• Problem statement: Locate each line in the records below that contains the string "exposed", and copy every such line in full.

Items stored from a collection
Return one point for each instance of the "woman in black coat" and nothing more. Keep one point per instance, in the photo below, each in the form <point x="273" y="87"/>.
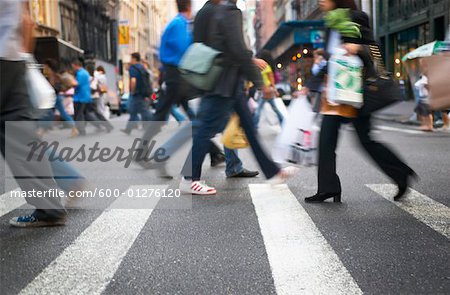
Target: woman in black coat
<point x="329" y="185"/>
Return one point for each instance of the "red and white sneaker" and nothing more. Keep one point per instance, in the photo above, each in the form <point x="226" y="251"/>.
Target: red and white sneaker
<point x="283" y="175"/>
<point x="196" y="188"/>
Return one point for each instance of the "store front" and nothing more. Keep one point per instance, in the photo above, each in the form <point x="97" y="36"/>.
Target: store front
<point x="292" y="47"/>
<point x="403" y="26"/>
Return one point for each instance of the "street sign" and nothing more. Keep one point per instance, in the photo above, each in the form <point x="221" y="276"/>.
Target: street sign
<point x="124" y="33"/>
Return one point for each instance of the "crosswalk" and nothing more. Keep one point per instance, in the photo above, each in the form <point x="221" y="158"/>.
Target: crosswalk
<point x="301" y="259"/>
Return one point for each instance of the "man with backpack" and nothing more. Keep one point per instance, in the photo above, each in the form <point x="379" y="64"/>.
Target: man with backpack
<point x="140" y="91"/>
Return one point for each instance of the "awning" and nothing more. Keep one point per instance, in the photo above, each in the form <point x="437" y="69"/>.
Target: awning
<point x="295" y="33"/>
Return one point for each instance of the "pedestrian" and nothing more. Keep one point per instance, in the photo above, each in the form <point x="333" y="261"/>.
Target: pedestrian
<point x="100" y="74"/>
<point x="220" y="27"/>
<point x="52" y="72"/>
<point x="269" y="91"/>
<point x="423" y="107"/>
<point x="176" y="39"/>
<point x="314" y="85"/>
<point x="138" y="102"/>
<point x="96" y="93"/>
<point x="82" y="99"/>
<point x="334" y="116"/>
<point x="32" y="175"/>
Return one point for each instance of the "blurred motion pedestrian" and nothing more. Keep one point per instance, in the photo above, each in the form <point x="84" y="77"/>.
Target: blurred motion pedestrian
<point x="334" y="115"/>
<point x="16" y="36"/>
<point x="423" y="107"/>
<point x="220" y="27"/>
<point x="269" y="91"/>
<point x="52" y="72"/>
<point x="100" y="74"/>
<point x="176" y="39"/>
<point x="83" y="103"/>
<point x="140" y="92"/>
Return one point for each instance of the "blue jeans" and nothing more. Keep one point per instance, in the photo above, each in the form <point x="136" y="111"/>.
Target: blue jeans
<point x="260" y="107"/>
<point x="137" y="105"/>
<point x="175" y="112"/>
<point x="233" y="163"/>
<point x="59" y="105"/>
<point x="214" y="111"/>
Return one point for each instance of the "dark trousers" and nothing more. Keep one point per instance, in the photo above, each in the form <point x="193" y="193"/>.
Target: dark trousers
<point x="88" y="112"/>
<point x="214" y="112"/>
<point x="137" y="105"/>
<point x="33" y="174"/>
<point x="387" y="161"/>
<point x="177" y="92"/>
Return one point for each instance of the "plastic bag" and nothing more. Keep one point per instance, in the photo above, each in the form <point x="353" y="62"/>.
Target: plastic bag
<point x="297" y="142"/>
<point x="41" y="93"/>
<point x="233" y="136"/>
<point x="345" y="83"/>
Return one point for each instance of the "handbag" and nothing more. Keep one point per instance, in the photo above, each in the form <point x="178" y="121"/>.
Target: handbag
<point x="41" y="93"/>
<point x="233" y="136"/>
<point x="379" y="91"/>
<point x="345" y="85"/>
<point x="296" y="144"/>
<point x="438" y="83"/>
<point x="201" y="66"/>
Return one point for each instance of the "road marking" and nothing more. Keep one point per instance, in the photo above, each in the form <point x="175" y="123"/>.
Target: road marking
<point x="89" y="263"/>
<point x="408" y="131"/>
<point x="301" y="259"/>
<point x="8" y="203"/>
<point x="426" y="210"/>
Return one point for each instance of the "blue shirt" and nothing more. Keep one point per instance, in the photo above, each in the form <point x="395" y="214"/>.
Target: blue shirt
<point x="135" y="72"/>
<point x="83" y="89"/>
<point x="176" y="39"/>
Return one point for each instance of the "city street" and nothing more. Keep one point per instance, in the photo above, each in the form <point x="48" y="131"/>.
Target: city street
<point x="251" y="238"/>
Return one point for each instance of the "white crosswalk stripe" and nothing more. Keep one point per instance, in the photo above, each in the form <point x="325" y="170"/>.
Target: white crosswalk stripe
<point x="424" y="209"/>
<point x="89" y="263"/>
<point x="9" y="203"/>
<point x="301" y="259"/>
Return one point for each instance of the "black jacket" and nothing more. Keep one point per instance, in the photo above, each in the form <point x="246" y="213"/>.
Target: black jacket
<point x="366" y="38"/>
<point x="220" y="27"/>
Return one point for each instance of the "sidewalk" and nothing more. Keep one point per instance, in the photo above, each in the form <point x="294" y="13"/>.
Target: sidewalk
<point x="399" y="112"/>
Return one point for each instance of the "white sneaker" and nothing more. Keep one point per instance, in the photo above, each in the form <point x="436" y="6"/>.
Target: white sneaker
<point x="283" y="175"/>
<point x="196" y="188"/>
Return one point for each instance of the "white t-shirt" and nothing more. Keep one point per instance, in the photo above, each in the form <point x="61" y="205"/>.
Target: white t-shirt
<point x="10" y="29"/>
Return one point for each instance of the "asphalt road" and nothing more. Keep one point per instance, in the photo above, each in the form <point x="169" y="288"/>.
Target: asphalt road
<point x="250" y="238"/>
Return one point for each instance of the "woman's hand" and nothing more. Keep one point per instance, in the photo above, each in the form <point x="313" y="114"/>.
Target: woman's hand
<point x="261" y="64"/>
<point x="352" y="48"/>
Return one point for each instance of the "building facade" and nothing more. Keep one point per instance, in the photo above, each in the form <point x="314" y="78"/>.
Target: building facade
<point x="405" y="25"/>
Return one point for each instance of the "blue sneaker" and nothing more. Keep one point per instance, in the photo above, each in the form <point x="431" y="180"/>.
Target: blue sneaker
<point x="32" y="221"/>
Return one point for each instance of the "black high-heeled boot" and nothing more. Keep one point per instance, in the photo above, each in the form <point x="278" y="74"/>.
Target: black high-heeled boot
<point x="404" y="184"/>
<point x="321" y="197"/>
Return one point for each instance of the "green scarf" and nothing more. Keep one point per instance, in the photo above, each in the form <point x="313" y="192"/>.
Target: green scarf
<point x="339" y="19"/>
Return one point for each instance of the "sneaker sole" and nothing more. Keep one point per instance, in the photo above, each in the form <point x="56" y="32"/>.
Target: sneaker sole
<point x="37" y="224"/>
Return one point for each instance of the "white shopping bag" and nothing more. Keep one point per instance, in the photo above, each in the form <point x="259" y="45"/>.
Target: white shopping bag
<point x="297" y="142"/>
<point x="345" y="83"/>
<point x="41" y="93"/>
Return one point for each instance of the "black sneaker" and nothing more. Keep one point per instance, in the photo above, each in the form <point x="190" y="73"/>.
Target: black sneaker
<point x="32" y="221"/>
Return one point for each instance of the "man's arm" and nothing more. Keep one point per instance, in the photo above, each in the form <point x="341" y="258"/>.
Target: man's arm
<point x="27" y="29"/>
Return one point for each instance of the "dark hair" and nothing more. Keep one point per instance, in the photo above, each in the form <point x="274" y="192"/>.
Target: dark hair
<point x="52" y="64"/>
<point x="346" y="4"/>
<point x="183" y="5"/>
<point x="77" y="61"/>
<point x="267" y="57"/>
<point x="136" y="56"/>
<point x="91" y="69"/>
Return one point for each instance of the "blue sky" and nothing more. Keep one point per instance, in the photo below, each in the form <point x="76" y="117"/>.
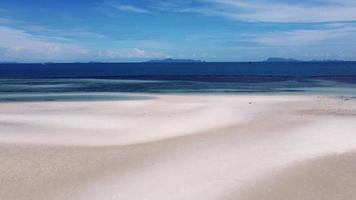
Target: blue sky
<point x="211" y="30"/>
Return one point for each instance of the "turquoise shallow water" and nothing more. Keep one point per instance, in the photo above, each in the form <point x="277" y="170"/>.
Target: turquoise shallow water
<point x="30" y="90"/>
<point x="127" y="81"/>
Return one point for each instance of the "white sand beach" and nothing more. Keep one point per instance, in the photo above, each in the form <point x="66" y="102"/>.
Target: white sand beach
<point x="180" y="147"/>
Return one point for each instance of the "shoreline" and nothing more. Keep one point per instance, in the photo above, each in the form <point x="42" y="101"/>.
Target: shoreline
<point x="175" y="147"/>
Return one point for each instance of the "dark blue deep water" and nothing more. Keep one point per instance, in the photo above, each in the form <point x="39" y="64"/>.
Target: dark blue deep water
<point x="107" y="81"/>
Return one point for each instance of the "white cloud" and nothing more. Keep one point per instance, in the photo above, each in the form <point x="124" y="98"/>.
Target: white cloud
<point x="129" y="8"/>
<point x="18" y="45"/>
<point x="279" y="11"/>
<point x="134" y="53"/>
<point x="324" y="36"/>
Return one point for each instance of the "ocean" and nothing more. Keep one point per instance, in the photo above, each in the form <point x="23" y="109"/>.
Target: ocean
<point x="124" y="81"/>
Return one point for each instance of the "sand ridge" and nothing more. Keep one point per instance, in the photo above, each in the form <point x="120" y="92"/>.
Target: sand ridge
<point x="228" y="145"/>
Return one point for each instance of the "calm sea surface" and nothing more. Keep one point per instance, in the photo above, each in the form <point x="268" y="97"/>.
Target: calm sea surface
<point x="115" y="81"/>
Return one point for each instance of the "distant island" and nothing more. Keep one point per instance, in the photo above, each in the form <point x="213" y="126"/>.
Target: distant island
<point x="171" y="60"/>
<point x="277" y="59"/>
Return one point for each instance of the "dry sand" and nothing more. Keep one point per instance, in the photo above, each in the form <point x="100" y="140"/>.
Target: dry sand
<point x="180" y="147"/>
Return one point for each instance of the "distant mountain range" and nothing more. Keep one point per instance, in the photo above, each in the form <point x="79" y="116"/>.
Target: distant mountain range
<point x="171" y="60"/>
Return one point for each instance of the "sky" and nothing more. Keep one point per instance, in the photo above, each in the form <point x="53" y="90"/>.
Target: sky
<point x="210" y="30"/>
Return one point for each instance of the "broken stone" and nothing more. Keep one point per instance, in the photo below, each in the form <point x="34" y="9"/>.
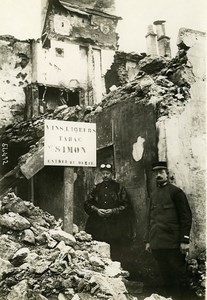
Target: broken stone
<point x="8" y="247"/>
<point x="157" y="297"/>
<point x="41" y="266"/>
<point x="5" y="266"/>
<point x="83" y="236"/>
<point x="61" y="235"/>
<point x="152" y="65"/>
<point x="108" y="286"/>
<point x="19" y="257"/>
<point x="19" y="291"/>
<point x="75" y="229"/>
<point x="28" y="236"/>
<point x="114" y="269"/>
<point x="96" y="261"/>
<point x="17" y="206"/>
<point x="102" y="248"/>
<point x="14" y="221"/>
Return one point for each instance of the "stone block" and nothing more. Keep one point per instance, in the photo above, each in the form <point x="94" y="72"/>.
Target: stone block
<point x="101" y="248"/>
<point x="5" y="266"/>
<point x="28" y="236"/>
<point x="19" y="256"/>
<point x="14" y="221"/>
<point x="60" y="235"/>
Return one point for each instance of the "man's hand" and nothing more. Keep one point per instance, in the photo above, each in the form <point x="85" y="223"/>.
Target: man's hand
<point x="108" y="212"/>
<point x="101" y="212"/>
<point x="104" y="212"/>
<point x="147" y="247"/>
<point x="184" y="248"/>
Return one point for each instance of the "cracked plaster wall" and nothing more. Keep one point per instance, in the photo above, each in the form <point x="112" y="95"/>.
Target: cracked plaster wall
<point x="76" y="64"/>
<point x="15" y="74"/>
<point x="182" y="138"/>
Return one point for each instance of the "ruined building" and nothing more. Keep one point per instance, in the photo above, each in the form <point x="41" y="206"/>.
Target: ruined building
<point x="155" y="107"/>
<point x="66" y="65"/>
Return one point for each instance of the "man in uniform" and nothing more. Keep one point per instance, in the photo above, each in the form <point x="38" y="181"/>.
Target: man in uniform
<point x="167" y="238"/>
<point x="107" y="206"/>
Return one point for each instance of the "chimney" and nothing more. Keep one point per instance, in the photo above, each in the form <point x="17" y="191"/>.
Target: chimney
<point x="163" y="40"/>
<point x="151" y="41"/>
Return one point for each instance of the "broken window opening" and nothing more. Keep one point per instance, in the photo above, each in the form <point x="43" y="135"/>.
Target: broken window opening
<point x="51" y="97"/>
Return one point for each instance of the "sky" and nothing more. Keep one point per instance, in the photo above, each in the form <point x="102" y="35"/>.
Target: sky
<point x="21" y="18"/>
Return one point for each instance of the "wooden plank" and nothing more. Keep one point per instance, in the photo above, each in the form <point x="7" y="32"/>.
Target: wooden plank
<point x="69" y="179"/>
<point x="33" y="164"/>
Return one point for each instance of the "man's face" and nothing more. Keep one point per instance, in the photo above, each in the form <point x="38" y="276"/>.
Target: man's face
<point x="106" y="175"/>
<point x="161" y="175"/>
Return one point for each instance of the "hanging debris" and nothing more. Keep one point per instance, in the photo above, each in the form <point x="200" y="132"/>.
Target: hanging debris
<point x="41" y="261"/>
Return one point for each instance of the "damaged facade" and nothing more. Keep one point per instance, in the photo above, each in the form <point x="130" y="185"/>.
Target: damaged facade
<point x="65" y="66"/>
<point x="154" y="109"/>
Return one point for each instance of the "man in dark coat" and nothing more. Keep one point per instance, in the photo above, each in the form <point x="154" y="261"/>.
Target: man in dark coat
<point x="107" y="206"/>
<point x="167" y="238"/>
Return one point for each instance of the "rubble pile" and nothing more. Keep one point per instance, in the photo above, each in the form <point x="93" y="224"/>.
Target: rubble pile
<point x="162" y="82"/>
<point x="197" y="269"/>
<point x="41" y="261"/>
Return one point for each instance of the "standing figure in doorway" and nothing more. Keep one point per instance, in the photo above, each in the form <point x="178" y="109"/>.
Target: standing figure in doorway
<point x="107" y="206"/>
<point x="168" y="231"/>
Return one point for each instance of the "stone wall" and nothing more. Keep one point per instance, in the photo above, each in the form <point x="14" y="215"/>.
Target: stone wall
<point x="15" y="74"/>
<point x="182" y="136"/>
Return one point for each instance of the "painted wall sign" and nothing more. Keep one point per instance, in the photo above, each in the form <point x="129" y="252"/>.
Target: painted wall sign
<point x="70" y="143"/>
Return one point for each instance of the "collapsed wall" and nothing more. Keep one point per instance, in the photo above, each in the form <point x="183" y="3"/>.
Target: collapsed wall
<point x="15" y="66"/>
<point x="41" y="261"/>
<point x="182" y="134"/>
<point x="167" y="94"/>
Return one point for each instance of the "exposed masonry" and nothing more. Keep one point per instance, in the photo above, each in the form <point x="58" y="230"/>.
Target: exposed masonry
<point x="163" y="83"/>
<point x="41" y="261"/>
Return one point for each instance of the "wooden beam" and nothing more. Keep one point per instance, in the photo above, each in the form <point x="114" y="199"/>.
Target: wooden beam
<point x="33" y="164"/>
<point x="69" y="179"/>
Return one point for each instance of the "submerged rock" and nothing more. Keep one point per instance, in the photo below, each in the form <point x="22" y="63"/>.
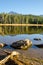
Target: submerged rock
<point x="2" y="45"/>
<point x="37" y="39"/>
<point x="39" y="45"/>
<point x="22" y="44"/>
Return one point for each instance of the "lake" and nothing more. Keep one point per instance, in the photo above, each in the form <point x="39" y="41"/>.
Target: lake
<point x="9" y="39"/>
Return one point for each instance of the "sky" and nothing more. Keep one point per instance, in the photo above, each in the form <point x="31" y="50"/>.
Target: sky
<point x="34" y="7"/>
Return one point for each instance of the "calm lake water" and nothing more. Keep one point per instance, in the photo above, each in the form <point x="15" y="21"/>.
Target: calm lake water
<point x="9" y="39"/>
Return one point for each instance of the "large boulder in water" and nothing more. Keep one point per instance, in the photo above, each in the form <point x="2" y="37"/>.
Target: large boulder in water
<point x="22" y="44"/>
<point x="2" y="45"/>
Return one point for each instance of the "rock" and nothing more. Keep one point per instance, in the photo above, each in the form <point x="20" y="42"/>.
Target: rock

• The solution:
Return one point for each instance of the "exposed masonry" and nothing more. Keep one point per instance, in the photo above, each in the form <point x="58" y="230"/>.
Target: exposed masonry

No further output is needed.